◆ Brief A:
Answer these questions about the thread on uploading files with AJAX:
(i) With which jQuery version was the first code snippet tested?
(ii) In a Node.js route file, what should be used to access an uploaded file?
(iii) What parameter type should the Action Post method take?
◆ Brief B:
Retype part of the thread on AJAX file uploads word for word, starting at the words "var d = $('#fileid')[0].files[0]" and stopping after "console.log('successfully')".
◆ Brief C:
Continue the thread on AJAX file uploads from the point where it stops.

◆ Text section:
For me, it didn't work without enctype: 'multipart/form-data' field in the Ajax request. I hope it helps someone who is stuck in a similar problem.
Even though the enctype was already set in the form attribute, for some reason, the Ajax request didn't automatically identify the enctype without explicit declaration (jQuery 3.3.1).
// Tested, this works for me (jQuery 3.3.1)
fileUploadForm.submit(function (e) {
e.preventDefault();
$.ajax({
type: 'POST',
url: $(this).attr('action'),
enctype: 'multipart/form-data',
data: new FormData(this),
processData: false,
contentType: false,
success: function (data) {
console.log('Thank God it worked!');
}
}
);
});
// enctype field was set in the form but Ajax request didn't set it by default.
<form action="process/file-upload" enctype="multipart/form-data" method="post" >
<input type="file" name="input-file" accept="text/plain" required>
...
</form>
As others mentioned above, please also pay special attention to the contentType and processData fields.
A Simple but more effective way:
new FormData() is itself like a container (or a bag). You can put everything attr or file in itself.
The only thing you'll need to append the attribute, file, fileName eg:
let formData = new FormData()
formData.append('input', input.files[0], input.files[0].name)
and just pass it in AJAX request. Eg:
let formData = new FormData()
var d = $('#fileid')[0].files[0]
formData.append('fileid', d);
formData.append('inputname', value);
$.ajax({
url: '/yourroute',
method: 'POST',
contentType: false,
processData: false,
data: formData,
success: function(res){
console.log('successfully')
},
error: function(){
console.log('error')
}
})
You can append n number of files or data with FormData.
and if you're making AJAX Request from Script.js file to Route file in Node.js beware of using
req.body to access data (ie text)
req.files to access file (ie image, video etc)
The code below works for me
$(function () {
debugger;
document.getElementById("FormId").addEventListener("submit", function (e) {
debugger;
if (ValidDateFrom()) { // Check Validation
var form = e.target;
if (form.getAttribute("enctype") === "multipart/form-data") {
debugger;
if (form.dataset.ajax) {
e.preventDefault();
e.stopImmediatePropagation();
var xhr = new XMLHttpRequest();
xhr.open(form.method, form.action);
xhr.onreadystatechange = function (result) {
debugger;
if (xhr.readyState == 4 && xhr.status == 200) {
debugger;
var responseData = JSON.parse(xhr.responseText);
SuccessMethod(responseData); // Redirect to your Success method
}
};
xhr.send(new FormData(form));
}
}
}
}, true);
});
In your Action Post Method, pass parameter as HttpPostedFileBase UploadFile and make sure your file input has same as mentioned in your parameter of the Action Method.
It should work with AJAX Begin form as well.

Items from a dataset

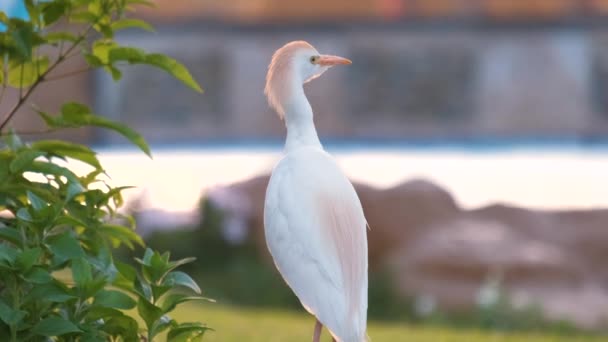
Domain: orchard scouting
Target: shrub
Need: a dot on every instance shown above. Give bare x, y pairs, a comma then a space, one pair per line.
59, 230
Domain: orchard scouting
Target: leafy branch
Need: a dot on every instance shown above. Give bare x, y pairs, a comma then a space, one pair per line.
60, 222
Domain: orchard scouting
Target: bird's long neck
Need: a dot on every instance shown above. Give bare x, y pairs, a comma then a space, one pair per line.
301, 129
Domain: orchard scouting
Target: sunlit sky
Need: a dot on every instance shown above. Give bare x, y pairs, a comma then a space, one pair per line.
175, 180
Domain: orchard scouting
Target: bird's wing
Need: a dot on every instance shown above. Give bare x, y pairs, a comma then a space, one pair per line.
316, 233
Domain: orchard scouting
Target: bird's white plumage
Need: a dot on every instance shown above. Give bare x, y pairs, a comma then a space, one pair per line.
316, 233
315, 227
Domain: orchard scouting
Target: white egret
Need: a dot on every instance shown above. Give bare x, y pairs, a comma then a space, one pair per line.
314, 223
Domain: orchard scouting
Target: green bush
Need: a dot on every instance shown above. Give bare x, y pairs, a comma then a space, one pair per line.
59, 279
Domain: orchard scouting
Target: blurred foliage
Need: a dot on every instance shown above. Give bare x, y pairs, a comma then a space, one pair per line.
237, 274
59, 279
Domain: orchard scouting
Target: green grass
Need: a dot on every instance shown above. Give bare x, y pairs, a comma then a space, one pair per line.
257, 325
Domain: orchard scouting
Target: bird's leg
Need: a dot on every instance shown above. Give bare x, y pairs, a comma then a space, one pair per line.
317, 334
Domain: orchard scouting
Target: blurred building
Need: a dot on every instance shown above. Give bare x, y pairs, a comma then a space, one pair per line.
423, 69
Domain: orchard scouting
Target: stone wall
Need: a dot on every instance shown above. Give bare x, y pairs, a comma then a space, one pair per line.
403, 84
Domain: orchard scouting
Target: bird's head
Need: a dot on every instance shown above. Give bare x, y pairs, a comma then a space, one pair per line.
293, 65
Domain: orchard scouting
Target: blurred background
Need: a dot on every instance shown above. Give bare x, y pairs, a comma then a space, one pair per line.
476, 132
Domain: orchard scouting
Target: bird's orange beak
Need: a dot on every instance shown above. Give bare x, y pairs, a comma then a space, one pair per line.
327, 60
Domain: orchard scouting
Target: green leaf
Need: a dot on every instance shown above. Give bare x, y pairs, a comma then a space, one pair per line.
9, 315
8, 253
164, 323
81, 272
23, 159
65, 247
114, 71
174, 68
52, 292
27, 258
22, 37
127, 54
25, 74
12, 141
38, 275
47, 168
37, 202
149, 312
52, 11
122, 325
55, 37
70, 150
172, 300
126, 23
93, 60
114, 299
182, 279
54, 326
175, 264
101, 50
187, 332
74, 189
24, 215
11, 235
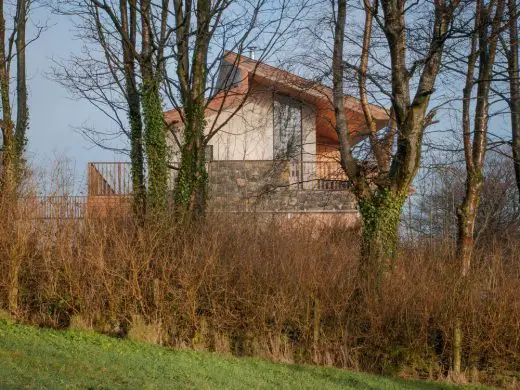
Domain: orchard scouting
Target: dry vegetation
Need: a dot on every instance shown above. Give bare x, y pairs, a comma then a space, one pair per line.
262, 288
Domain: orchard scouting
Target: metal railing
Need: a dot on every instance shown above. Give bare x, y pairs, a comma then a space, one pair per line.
318, 175
109, 178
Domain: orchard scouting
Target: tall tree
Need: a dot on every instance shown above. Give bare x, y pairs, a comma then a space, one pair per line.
483, 47
13, 46
132, 36
514, 85
381, 199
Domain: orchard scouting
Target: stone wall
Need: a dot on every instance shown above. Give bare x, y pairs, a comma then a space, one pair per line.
265, 186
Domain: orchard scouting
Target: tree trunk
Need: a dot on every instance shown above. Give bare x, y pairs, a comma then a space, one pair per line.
22, 111
514, 88
154, 126
191, 183
8, 180
192, 178
129, 26
483, 44
381, 214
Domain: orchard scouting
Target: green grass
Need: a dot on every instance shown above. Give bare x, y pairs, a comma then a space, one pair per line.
43, 358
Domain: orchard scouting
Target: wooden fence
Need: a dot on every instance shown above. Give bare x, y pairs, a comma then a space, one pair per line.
109, 178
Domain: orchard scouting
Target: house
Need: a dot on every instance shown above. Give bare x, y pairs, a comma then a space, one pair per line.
273, 146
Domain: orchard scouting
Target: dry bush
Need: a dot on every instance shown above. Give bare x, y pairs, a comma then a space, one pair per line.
266, 288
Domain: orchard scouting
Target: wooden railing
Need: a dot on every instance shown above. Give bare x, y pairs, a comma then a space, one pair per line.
53, 207
109, 178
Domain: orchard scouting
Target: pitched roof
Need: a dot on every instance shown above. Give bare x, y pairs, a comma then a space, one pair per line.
290, 84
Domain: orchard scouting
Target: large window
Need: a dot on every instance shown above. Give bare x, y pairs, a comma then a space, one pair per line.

◆ Right answer A:
(i) jQuery 3.3.1
(ii) req.files
(iii) HttpPostedFileBase

◆ Right answer B:
var d = $('#fileid')[0].files[0]
formData.append('fileid', d);
formData.append('inputname', value);
$.ajax({
url: '/yourroute',
method: 'POST',
contentType: false,
processData: false,
data: formData,
success: function(res){
console.log('successfully')

◆ Right answer C:
Remember over here that your AJAX BEGIN Form will not work over here since you make your post call defined in the code mentioned above and you can reference your method in the code as per the Requirement
I know I am answering late but this is what worked for me
Just to remind, in 2022 you don't need to use jquery. Try js standard Fetch API
var formData = new FormData(this);
fetch(url, {
method: 'POST',
body: formData
})
.then(response => {
if(response.ok) {
//success
alert(response);
} else {
throw Error('Server error');
}
})
.catch(error => {
console.log('fail', error);
});
This is a solution that I implemented
var formData = new FormData();
var files = $('input[type=file]');
for (var i = 0; i < files.length; i++) {
if (files[i].value == "" || files[i].value == null) {
return false;
}
else {
formData.append(files[i].name, files[i].files[0]);
}
}
var formSerializeArray = $("#Form").serializeArray();
for (var i = 0; i < formSerializeArray.length; i++) {
formData.append(formSerializeArray[i].name, formSerializeArray[i].value)
}
$.ajax({
type: 'POST',
data: formData,
contentType: false,
processData: false,
cache: false,
url: '/Controller/Action',
success: function (response) {
if (response.Success == true) {
return true;
}
else {
return false;
}
},
error: function () {
return false;
},
failure: function () {
return false;
}
});
---Solution for DOT NET CORE MVC Implementation---
While looking at this question I though I should right .NET CORE implementation for this because the question is not specific to any backend language.
So guys here is the standalone implementation example.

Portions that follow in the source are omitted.